▶ Source
(begin)
# Overview of Gilbert Strang's 2018 Matrix Methods course

- Linear algebra => Optimisation => Deep learning
- Linear Algebra => Statistics => Deep learning
- ["Learning from data" book](math.mit.edu/learningfromdata)

## Lecture 01: The column space of $A$ contains all vectors $A x$

- Think of the product $A x$ as a linear combination of the columns of $A$: $A x = A_{:,1} x_1 + A_{:,2} x_2 + \ldots + A_{:,n} x_n$
- $A = C R$ where the columns of $C$ form a basis for $C(A)$, and each column in $C$ is a column of $A$; then $R$ is the first $rank(A)$ rows of (a column-permutation of) $rref(A)$.
- Given $C$, a matrix formed from $r = rank(A)$ l.i. columns of $A$, and $R$, a matrix formed from $r$ l.i. rows of $A$, then there is a matrix $U$ such that $A = C U R$, and $U$ is an $r \times r$ invertible matrix
  - Question: Are there any more properties of $U$?

## Lecture 02: Multiplying and factoring matrices

### 5 key factorisations

- $A = L U$ -- Elimination
- $A = Q R$ -- Gram-Schmidt decomposition
- $S = Q \Lambda Q^T$ -- Spectral theorem (for symmetric matrices $S$)
- $A = X \Lambda X^{-1}$ -- Doesn't work for all matrices
- $A = U \Sigma V^T$ -- Singular Value Decomposition; works for all matrices; orthogonal * diagonal * orthogonal

### LU decomposition in rank-1 picture

- $A = l_1 u_1^T + \begin{pmatrix}0 & 0 \\ 0 & l_2 u_2^T \end{pmatrix} + \begin{pmatrix}0 & 0 & 0 \\ 0 & 0 & 0 \\ 0 & 0 & l_3 u_3^T \end{pmatrix} + \ldots $

### Orthogonality of fundamental spaces of a matrix $A$

- $C(A^T)$ is orthogonal to $N(A)$ 
  - i.e. because each row in $A$ is orthogonal to any vector in $N(A)$
- $C(A)$ is orthogonal to $N(A^T)$



## Lecture 03: Orthonormal columns in $Q$ give $Q^T Q = I$

$Q$ is used to denote a matrix with orthonormal columns - that is, $q_{:,i}^T q_{:,j} = \delta_{i,j}$.

Thus:
- $Q^T Q = I_m$, and
- $Q Q^T = \begin{pmatrix}I_n & 0 \\ 0 & 0\end{pmatrix}$

If $Q^T Q = Q Q^T = I$, then $Q$ is 'orthogonal'.
(end)
Location labeling records
(begin)
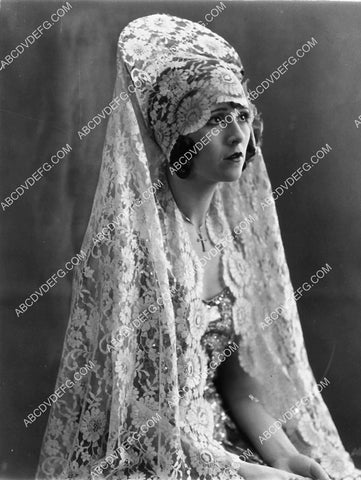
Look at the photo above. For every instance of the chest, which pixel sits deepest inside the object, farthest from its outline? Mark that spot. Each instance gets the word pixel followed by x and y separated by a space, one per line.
pixel 212 270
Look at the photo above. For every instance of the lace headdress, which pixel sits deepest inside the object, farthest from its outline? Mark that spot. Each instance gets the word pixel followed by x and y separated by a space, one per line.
pixel 136 307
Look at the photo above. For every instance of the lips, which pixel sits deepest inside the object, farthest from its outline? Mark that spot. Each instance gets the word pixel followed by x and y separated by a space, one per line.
pixel 235 157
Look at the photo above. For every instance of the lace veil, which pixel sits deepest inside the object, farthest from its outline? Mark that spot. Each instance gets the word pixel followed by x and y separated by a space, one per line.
pixel 136 306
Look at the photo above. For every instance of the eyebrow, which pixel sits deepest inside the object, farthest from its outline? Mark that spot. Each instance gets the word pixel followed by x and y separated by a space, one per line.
pixel 224 109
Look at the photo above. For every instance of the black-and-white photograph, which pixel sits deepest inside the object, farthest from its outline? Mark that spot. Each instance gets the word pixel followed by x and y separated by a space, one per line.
pixel 180 240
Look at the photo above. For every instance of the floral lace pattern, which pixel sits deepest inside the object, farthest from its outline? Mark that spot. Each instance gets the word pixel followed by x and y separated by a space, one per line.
pixel 139 400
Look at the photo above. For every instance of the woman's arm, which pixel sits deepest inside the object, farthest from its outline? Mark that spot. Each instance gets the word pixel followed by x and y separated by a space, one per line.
pixel 235 387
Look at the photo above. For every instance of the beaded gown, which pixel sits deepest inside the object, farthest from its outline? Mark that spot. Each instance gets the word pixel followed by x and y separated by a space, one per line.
pixel 150 396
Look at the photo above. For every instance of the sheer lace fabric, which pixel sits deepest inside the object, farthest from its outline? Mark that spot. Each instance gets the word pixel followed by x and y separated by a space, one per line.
pixel 147 257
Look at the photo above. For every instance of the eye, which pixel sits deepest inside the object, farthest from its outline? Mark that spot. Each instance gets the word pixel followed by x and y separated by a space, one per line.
pixel 243 116
pixel 216 119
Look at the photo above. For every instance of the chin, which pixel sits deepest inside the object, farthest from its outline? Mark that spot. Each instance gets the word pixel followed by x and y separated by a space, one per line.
pixel 231 176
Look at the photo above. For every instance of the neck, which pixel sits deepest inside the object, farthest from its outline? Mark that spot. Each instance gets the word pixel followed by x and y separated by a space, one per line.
pixel 192 197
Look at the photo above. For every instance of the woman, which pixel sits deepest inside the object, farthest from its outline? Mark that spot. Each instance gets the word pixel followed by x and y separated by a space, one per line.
pixel 185 261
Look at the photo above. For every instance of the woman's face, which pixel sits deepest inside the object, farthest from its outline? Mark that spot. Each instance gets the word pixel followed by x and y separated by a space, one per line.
pixel 222 144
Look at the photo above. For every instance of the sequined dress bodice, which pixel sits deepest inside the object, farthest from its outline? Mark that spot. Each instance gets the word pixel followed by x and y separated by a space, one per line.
pixel 219 341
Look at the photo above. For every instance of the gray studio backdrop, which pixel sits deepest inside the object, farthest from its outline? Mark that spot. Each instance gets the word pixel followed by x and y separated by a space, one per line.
pixel 66 77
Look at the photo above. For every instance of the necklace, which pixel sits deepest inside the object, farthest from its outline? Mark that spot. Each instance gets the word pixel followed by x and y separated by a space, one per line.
pixel 200 238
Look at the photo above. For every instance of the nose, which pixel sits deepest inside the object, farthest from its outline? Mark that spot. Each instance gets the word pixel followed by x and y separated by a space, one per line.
pixel 237 133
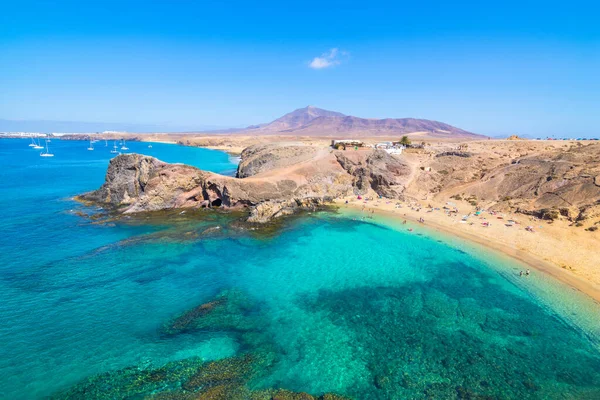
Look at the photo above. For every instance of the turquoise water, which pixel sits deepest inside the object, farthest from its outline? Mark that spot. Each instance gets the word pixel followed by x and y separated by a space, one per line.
pixel 323 304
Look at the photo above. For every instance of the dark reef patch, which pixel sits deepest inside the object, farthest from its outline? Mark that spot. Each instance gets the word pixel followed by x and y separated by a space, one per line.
pixel 444 340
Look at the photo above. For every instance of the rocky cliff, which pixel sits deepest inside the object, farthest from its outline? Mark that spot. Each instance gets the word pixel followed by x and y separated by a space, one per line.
pixel 290 179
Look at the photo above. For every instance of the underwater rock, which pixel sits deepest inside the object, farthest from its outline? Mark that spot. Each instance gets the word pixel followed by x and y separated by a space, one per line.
pixel 228 311
pixel 183 322
pixel 188 379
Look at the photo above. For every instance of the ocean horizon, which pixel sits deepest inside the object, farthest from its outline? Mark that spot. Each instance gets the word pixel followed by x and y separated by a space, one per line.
pixel 323 302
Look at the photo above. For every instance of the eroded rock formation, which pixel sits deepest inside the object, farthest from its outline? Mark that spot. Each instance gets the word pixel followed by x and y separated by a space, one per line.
pixel 279 180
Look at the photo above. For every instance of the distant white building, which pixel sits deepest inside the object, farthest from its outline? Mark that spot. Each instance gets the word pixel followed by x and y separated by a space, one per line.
pixel 390 147
pixel 347 143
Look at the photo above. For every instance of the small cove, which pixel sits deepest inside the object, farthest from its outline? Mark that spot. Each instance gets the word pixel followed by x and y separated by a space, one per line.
pixel 337 305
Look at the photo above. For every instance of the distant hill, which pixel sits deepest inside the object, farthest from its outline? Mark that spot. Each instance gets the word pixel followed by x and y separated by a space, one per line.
pixel 313 121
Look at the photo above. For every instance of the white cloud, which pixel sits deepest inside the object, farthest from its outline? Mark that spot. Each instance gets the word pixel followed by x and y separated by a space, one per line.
pixel 329 59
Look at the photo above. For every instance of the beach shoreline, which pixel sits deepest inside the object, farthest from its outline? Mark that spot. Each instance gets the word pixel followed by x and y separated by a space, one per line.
pixel 494 243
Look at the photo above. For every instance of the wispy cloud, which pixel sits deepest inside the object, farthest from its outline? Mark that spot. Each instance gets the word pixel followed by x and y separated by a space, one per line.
pixel 328 59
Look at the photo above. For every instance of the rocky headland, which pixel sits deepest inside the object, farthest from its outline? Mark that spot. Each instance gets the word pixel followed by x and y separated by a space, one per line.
pixel 273 180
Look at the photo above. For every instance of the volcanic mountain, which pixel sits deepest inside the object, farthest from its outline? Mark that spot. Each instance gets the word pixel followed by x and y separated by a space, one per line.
pixel 313 121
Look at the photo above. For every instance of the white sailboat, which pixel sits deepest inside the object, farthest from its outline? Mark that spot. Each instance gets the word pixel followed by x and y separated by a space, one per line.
pixel 37 146
pixel 47 153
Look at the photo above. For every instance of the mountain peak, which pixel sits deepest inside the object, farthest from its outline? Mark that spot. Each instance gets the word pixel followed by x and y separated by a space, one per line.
pixel 314 121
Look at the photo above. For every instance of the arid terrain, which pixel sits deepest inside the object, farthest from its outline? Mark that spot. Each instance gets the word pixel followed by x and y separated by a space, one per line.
pixel 538 199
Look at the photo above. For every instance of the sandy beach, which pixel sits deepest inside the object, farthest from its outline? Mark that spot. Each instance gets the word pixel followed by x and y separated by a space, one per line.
pixel 568 254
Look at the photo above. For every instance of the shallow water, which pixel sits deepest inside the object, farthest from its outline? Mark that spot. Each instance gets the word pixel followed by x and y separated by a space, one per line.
pixel 331 304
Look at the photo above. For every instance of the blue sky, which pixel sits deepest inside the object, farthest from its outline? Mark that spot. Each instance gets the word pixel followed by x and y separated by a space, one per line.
pixel 509 67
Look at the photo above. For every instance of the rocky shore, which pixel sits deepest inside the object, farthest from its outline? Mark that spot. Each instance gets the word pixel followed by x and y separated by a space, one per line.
pixel 273 180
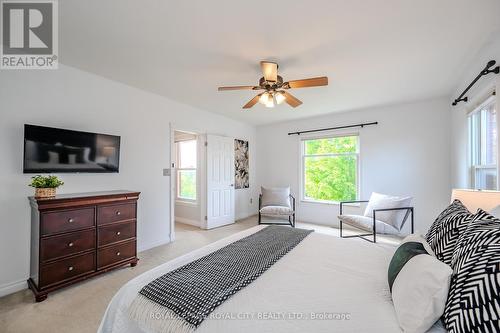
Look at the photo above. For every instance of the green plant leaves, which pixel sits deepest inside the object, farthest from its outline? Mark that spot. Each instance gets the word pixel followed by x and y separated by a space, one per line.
pixel 40 181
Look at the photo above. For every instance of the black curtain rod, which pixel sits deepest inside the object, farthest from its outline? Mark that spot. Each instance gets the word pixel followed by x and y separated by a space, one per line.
pixel 485 71
pixel 333 128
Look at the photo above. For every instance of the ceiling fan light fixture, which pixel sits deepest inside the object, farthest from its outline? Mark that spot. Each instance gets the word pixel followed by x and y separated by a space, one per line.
pixel 264 98
pixel 280 97
pixel 270 100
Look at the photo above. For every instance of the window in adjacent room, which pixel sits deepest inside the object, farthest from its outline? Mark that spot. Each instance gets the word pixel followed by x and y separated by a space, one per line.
pixel 330 168
pixel 186 170
pixel 483 141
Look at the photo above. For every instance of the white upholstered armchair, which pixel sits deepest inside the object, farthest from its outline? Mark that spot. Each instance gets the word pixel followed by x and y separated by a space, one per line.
pixel 384 214
pixel 278 204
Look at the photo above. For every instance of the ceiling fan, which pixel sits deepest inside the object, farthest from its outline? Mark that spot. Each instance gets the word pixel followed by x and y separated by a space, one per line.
pixel 275 88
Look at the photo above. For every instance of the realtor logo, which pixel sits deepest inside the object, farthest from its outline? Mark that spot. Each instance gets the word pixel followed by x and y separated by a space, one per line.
pixel 29 34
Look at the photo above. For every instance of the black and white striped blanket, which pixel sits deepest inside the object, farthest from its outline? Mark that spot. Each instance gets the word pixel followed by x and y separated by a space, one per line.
pixel 184 297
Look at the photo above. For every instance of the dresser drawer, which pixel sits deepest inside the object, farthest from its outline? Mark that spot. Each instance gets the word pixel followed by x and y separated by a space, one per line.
pixel 114 254
pixel 64 245
pixel 113 233
pixel 115 213
pixel 66 269
pixel 68 220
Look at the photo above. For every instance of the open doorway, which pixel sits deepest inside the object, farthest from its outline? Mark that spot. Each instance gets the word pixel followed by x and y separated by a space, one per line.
pixel 202 181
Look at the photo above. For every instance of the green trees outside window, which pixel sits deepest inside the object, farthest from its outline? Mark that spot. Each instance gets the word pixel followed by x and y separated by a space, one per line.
pixel 331 168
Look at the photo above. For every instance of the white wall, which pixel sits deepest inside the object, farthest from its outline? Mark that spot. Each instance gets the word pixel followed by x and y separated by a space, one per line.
pixel 491 51
pixel 74 99
pixel 406 154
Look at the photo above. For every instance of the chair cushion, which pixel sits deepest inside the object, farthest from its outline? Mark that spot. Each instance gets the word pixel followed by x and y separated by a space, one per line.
pixel 419 284
pixel 276 210
pixel 276 196
pixel 381 201
pixel 366 223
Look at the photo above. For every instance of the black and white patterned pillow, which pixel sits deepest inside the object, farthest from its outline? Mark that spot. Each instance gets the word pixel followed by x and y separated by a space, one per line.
pixel 444 232
pixel 473 303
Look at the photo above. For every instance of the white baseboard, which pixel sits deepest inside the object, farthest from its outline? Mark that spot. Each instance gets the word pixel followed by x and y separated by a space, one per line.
pixel 245 215
pixel 146 247
pixel 10 288
pixel 187 221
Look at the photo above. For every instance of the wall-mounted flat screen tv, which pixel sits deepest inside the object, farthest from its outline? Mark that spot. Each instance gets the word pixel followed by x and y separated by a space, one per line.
pixel 55 150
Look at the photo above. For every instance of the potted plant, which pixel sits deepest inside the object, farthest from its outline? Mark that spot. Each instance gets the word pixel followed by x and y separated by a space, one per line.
pixel 45 186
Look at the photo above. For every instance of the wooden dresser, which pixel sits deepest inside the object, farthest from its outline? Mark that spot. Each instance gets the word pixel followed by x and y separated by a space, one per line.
pixel 77 236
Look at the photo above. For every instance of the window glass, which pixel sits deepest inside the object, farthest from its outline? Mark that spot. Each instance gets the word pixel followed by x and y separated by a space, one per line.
pixel 330 169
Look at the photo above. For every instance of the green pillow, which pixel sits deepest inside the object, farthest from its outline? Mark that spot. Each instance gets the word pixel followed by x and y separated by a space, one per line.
pixel 402 255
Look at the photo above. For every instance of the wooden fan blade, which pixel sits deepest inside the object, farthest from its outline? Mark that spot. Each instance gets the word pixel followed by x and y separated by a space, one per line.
pixel 252 102
pixel 291 100
pixel 270 71
pixel 312 82
pixel 238 88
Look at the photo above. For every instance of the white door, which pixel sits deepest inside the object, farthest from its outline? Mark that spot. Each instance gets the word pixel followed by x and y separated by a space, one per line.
pixel 220 181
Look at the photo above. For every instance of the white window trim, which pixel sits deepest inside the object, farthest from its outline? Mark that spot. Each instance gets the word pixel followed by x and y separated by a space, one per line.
pixel 181 200
pixel 301 140
pixel 477 107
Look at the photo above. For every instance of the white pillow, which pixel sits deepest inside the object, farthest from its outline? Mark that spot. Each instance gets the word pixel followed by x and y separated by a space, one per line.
pixel 380 201
pixel 420 289
pixel 277 196
pixel 496 212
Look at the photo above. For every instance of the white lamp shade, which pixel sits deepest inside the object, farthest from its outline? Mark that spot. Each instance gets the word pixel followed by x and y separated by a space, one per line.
pixel 474 199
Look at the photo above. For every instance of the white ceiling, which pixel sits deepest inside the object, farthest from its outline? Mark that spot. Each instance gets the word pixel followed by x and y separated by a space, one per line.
pixel 374 52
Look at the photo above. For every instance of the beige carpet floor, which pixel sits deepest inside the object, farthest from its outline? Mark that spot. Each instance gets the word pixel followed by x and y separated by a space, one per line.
pixel 79 308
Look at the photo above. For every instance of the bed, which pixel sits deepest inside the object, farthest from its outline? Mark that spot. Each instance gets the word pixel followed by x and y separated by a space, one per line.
pixel 325 284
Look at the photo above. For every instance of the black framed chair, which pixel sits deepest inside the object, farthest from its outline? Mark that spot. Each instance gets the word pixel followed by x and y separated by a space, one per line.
pixel 361 222
pixel 278 212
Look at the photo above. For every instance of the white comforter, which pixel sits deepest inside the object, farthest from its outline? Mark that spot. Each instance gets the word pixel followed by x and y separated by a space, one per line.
pixel 325 284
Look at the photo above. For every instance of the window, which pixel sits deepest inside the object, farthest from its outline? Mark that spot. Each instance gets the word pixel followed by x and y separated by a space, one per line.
pixel 186 170
pixel 483 140
pixel 330 168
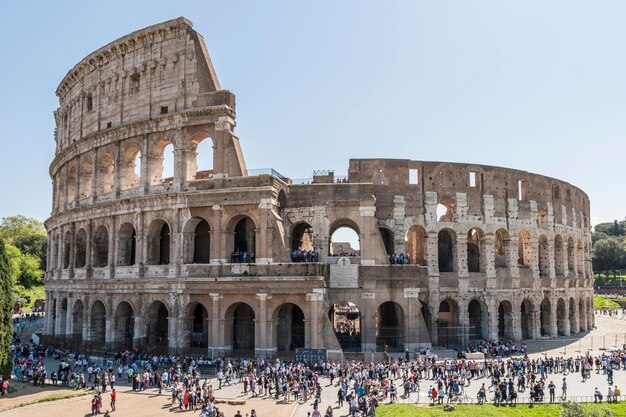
(end)
▶ Tasks for this exercise
A – In the matrix methods course notes, which factorization works for all matrices?
B – Extend the matrix methods course notes onward from their final line.

▶ Answers for this exercise
A – $A = U \Sigma V^T$, the Singular Value Decomposition.

B –
### Orthogonal matrices preserve length under $l_2$

i.e. $|Q x| = |x|$

**proof**: $|Q x|^2 = |(Q x)^T (Q x)| = |x^T (Q^T Q) x| = |x^T x| = |x|^2$

### Examples of orthogonal matrices

#### rotation matrices
$\begin{pmatrix} cos{\theta} & sin{\theta} \\ -sin{\theta} & cos{\theta}\end{pmatrix}$

Rotates anti-clockwise by $\theta$ around the origin in 2-d
  
#### reflection matrices
$\begin{pmatrix} cos{\theta} & sin{\theta} \\ sin{\theta} & -cos{\theta}\end{pmatrix}$

Reflects plane in the line at $\theta/2$

#### "Householder reflections"
Given unit vector $u$, then $H = I - 2 u u^T$

#### "Hadamard" matrices

$H_2 = \frac{1}{\sqrt{2}} \begin{pmatrix} 1 & 1 \\ 1 & -1 \end{pmatrix}$

$H_{2^n} = \frac{1}{\sqrt{2}} \begin{pmatrix} H_{2^{n-1}} & H_{2^{n-1}} \\ H_{2^{n-1}} & -H_{2^{n-1}} \end{pmatrix}$

**Conjecture**: There is an orthogonal matrix of size $n \times n$ with entries $1$ and $-1$ for $n$ a multiple of $4$ --- known up to $n=668$.

#### Wavelets

$W_4 = \begin{pmatrix}
1 & 1 & 1 & 0 \\
1 & 1 &-1 & 0 \\
1 &-1 & 0 & 1 \\
1 &-1 & 0 &-1
\end{pmatrix}$

(with some scaling on the columns to make them orthonormal)

Haar invented in 1910; Ingrid Daubechies 1988 - found families of wavelets with entries that were not just 1 and -1.

#### Eigenvectors of a symmetric matrix

Example: discrete fourier transform is the matrix of eigenvectors of $Q^T Q$, with $Q = P_{2,3,\ldots,n-1,n,1}$ (i.e. $Q$ is the permutation matrix that puts row 2 in row 1, row 3 in row 2, etc.)

*I didn't understand this bit*

## Lecture 04: Eigenvalues and Eigenvectors

Useful because they allow you to work with powers of matrices.

The eigenvectors of a general matrix $A$ are not necessarily orthogonal to each other. (*Find an example*)

### Similar matrices
**Definition**: $B$ is *similar* to $A$ if there exists a matrix $M$ such that $B = M^{-1} A M$.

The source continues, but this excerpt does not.